RECORDS TO USE Block Start
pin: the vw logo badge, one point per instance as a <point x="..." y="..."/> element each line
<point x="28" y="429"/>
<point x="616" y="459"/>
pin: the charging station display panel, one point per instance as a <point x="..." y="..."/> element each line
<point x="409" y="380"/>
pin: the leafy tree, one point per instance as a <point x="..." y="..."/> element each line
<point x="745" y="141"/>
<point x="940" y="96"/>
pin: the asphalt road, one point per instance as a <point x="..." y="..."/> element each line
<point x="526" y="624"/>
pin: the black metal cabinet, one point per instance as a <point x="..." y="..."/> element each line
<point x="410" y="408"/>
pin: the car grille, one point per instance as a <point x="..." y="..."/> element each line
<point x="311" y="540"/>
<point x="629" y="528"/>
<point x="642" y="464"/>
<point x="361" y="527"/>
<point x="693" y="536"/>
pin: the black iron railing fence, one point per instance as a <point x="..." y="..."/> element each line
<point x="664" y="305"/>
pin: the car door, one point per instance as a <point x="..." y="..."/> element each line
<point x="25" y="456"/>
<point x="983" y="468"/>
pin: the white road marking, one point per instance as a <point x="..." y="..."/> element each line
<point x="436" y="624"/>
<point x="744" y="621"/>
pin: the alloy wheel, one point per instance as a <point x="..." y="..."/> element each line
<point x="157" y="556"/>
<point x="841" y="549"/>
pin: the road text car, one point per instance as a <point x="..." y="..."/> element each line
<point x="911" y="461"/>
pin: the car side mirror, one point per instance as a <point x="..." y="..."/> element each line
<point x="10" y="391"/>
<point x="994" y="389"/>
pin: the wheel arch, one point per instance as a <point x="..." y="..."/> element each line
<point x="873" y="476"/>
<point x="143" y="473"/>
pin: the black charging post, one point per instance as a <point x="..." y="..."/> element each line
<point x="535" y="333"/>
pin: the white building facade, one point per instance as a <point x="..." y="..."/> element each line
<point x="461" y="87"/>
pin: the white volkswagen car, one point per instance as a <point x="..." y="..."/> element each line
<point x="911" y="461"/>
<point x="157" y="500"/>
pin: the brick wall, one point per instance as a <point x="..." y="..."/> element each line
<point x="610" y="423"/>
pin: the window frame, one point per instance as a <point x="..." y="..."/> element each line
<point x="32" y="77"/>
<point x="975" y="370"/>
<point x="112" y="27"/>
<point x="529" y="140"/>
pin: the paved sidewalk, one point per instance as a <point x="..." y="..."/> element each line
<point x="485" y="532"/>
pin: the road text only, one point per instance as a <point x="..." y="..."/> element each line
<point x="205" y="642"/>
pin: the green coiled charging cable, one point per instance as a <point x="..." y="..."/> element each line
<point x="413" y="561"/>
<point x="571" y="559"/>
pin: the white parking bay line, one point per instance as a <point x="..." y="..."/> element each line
RECORDS TO USE Block End
**PROBLEM DESCRIPTION:**
Write the data out again. Match it word for word.

**PROBLEM SOLUTION:**
pin: the vw logo badge, one point per instance as a <point x="..." y="..."/> element each line
<point x="28" y="429"/>
<point x="616" y="459"/>
pin: the charging station display panel, one point per instance as a <point x="..." y="..."/> element each line
<point x="409" y="380"/>
pin: the leafy tree, one point per instance as a <point x="..." y="..."/> element each line
<point x="745" y="141"/>
<point x="940" y="96"/>
pin: the asphalt road, one point per instance as a <point x="..." y="..."/> element each line
<point x="526" y="624"/>
pin: the black metal cabinet, one point per instance as a <point x="..." y="..."/> element each line
<point x="410" y="408"/>
pin: the car grille, one point per instance as a <point x="..." y="..."/> element each line
<point x="311" y="540"/>
<point x="629" y="528"/>
<point x="642" y="464"/>
<point x="361" y="527"/>
<point x="693" y="536"/>
pin: the black iron railing fence, one point per instance as a <point x="..." y="..."/> element each line
<point x="664" y="305"/>
pin: the car door, one point per instance as a <point x="..." y="..."/> element each line
<point x="25" y="456"/>
<point x="983" y="468"/>
pin: the white road marking, one point per instance as a <point x="..." y="..."/> element each line
<point x="436" y="624"/>
<point x="744" y="621"/>
pin: the alloy wheel, one point per instance as a <point x="..." y="..."/> element each line
<point x="157" y="556"/>
<point x="841" y="549"/>
pin: the road text car, one point per instance as a <point x="..." y="..."/> element each line
<point x="911" y="461"/>
pin: the car side mirror, one point per instance as a <point x="..." y="..."/> element each line
<point x="10" y="391"/>
<point x="994" y="389"/>
pin: the wheel arch, one point per instance as a <point x="..." y="..."/> element each line
<point x="873" y="476"/>
<point x="143" y="473"/>
pin: the black charging post, one point per instance as a <point x="..." y="..."/> element each line
<point x="535" y="333"/>
pin: the white building facade, one point per instance as a <point x="..." y="..."/> element each line
<point x="461" y="87"/>
pin: the white volkswagen car, one point per instance as a <point x="..." y="..."/> element each line
<point x="911" y="461"/>
<point x="157" y="500"/>
pin: the brick wall, one point per instance as a <point x="..." y="..."/> element each line
<point x="610" y="423"/>
pin: the window frame, one point per instance as a <point x="..." y="..."/> element each line
<point x="32" y="77"/>
<point x="975" y="370"/>
<point x="112" y="27"/>
<point x="529" y="140"/>
pin: the paved sidewalk, one point per instance as a <point x="..." y="..."/> element each line
<point x="485" y="532"/>
pin: the road text only, one point per instance as a <point x="..." y="..."/> element each line
<point x="205" y="642"/>
pin: the green coiled charging cable, one point per instance as a <point x="..." y="..."/> element each line
<point x="413" y="561"/>
<point x="571" y="559"/>
pin: the white parking bay line, one point per instance as a <point x="..." y="..."/> element each line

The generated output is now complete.